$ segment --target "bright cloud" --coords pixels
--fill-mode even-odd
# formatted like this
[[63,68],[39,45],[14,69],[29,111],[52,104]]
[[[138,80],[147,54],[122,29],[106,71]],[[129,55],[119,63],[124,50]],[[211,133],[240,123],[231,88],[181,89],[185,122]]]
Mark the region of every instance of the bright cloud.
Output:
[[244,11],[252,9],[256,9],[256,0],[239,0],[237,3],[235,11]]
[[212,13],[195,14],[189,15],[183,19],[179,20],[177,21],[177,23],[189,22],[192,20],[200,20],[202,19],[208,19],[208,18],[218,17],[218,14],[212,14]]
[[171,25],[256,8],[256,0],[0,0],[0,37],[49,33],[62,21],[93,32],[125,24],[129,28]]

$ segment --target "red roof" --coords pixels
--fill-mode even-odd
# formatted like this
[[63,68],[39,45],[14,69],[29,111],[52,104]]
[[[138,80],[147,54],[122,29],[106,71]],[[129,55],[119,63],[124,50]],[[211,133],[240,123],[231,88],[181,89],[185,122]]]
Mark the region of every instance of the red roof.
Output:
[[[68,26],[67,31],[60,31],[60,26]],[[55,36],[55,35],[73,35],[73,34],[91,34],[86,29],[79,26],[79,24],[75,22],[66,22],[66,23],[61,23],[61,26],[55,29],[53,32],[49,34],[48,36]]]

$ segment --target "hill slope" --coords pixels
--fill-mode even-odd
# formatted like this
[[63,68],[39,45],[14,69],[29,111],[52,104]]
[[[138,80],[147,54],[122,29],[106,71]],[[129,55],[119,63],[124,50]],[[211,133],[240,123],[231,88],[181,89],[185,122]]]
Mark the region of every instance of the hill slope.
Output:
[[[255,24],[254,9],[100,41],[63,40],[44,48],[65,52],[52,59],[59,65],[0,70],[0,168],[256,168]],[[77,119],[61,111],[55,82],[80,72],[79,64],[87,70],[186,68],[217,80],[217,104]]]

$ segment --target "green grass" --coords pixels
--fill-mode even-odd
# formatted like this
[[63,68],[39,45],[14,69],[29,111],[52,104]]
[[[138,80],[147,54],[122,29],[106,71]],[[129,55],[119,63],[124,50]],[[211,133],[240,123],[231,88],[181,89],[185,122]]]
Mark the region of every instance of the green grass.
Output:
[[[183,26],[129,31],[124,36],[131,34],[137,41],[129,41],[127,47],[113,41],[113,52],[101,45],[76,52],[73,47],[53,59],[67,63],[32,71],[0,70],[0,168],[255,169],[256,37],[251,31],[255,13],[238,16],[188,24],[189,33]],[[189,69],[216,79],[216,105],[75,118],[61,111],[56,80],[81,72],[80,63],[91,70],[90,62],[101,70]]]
-- -- --
Short problem:
Copy every line of the listing above verbatim, with no changes.

Expected answer:
$ segment --target "bright cloud" --coords pixels
--fill-mode even-odd
# formatted like this
[[63,68],[39,45],[14,69],[29,111],[52,104]]
[[[138,80],[147,54],[122,29],[106,71]],[[129,55],[119,63],[124,50]],[[211,133],[240,123],[231,88],[181,89],[185,122]]]
Mark the region of every instance of the bright cloud.
Output:
[[244,11],[252,9],[256,9],[256,0],[239,0],[237,3],[235,11]]
[[212,13],[195,14],[189,15],[183,19],[179,20],[177,21],[177,23],[189,22],[192,20],[200,20],[202,19],[208,19],[208,18],[218,17],[218,14],[212,14]]
[[171,25],[256,8],[256,0],[0,0],[0,37],[49,33],[62,21],[93,32],[125,24],[129,28]]

$ segment --target "red roof" --coords pixels
--fill-mode even-odd
# formatted like this
[[63,68],[39,45],[14,69],[29,111],[52,104]]
[[[138,80],[147,54],[122,29],[106,71]],[[129,55],[119,63],[124,50]],[[211,133],[240,123],[231,88],[181,89],[185,122]]]
Mark the region of every instance of the red roof.
Output:
[[[68,26],[67,31],[60,31],[60,26]],[[55,36],[55,35],[73,35],[73,34],[91,34],[86,29],[79,26],[79,24],[75,22],[66,22],[66,23],[61,23],[61,26],[55,29],[53,32],[49,34],[48,36]]]

$ segment --target "hill slope" --coords pixels
--fill-mode even-odd
# formatted like this
[[63,68],[39,45],[14,69],[29,111],[52,104]]
[[[138,80],[147,54],[122,29],[106,71]],[[129,55],[119,63],[124,50]],[[211,133],[240,123],[231,88],[181,89],[185,122]]]
Mark the region of every instance of the hill slope.
Output:
[[[255,24],[254,9],[100,41],[63,40],[44,48],[65,52],[52,59],[59,65],[0,70],[0,168],[256,168]],[[77,119],[61,111],[55,82],[80,72],[79,64],[87,70],[186,68],[217,80],[217,104]]]

$ segment --target "green grass" --coords pixels
--fill-mode even-odd
# formatted like this
[[63,68],[39,45],[14,69],[29,111],[52,104]]
[[[138,80],[147,54],[122,29],[106,71]],[[129,55],[119,63],[124,50]],[[211,133],[240,123],[231,88],[181,89],[185,122]]]
Mark the region of every instance of the green grass.
Output:
[[[183,26],[129,31],[124,36],[131,34],[137,41],[129,41],[127,47],[113,41],[113,52],[101,45],[76,52],[73,47],[53,59],[67,63],[32,71],[0,70],[0,168],[255,169],[256,37],[251,31],[255,13],[238,16],[188,24],[189,33]],[[189,69],[216,79],[216,105],[75,118],[61,111],[56,80],[81,72],[80,63],[91,70],[90,62],[101,70]]]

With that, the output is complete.